Action item: In the records below, the lines from the one with "Given the photograph above, return bounding boxes for logo" through the last are to be printed exactly, and nothing else.

Records supplied:
=====
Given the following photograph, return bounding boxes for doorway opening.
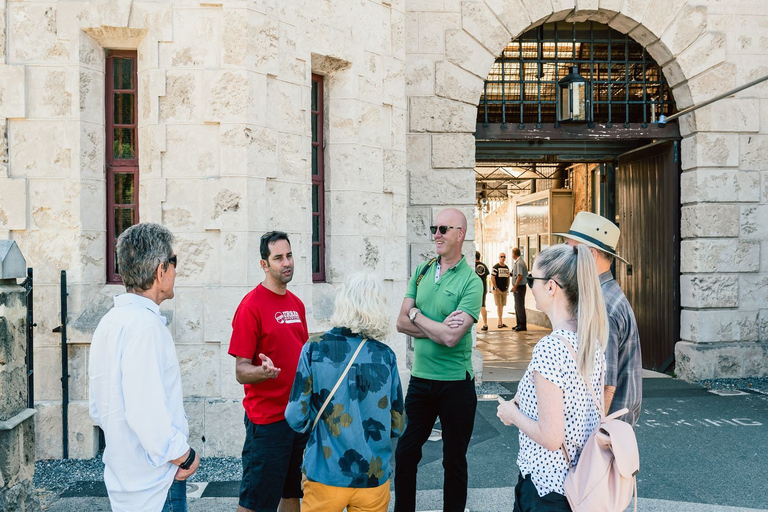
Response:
[474,21,681,381]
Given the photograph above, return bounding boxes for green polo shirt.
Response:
[405,256,483,381]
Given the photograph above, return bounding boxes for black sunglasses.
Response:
[168,255,178,267]
[429,225,460,235]
[527,275,562,289]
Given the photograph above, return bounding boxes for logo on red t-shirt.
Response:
[275,310,302,324]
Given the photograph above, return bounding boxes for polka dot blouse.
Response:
[515,329,605,497]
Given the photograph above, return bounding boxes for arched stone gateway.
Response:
[405,1,768,381]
=====
Exercise solution:
Given the photograph above, return bounding boxes for logo on red t-shirt.
Response:
[275,310,302,324]
Given the photograph above, return bounding boxes for polka dot blouse.
Response:
[515,329,605,497]
Given the photograph above, return bounding boxes for arched stone gateway.
Response:
[405,1,768,381]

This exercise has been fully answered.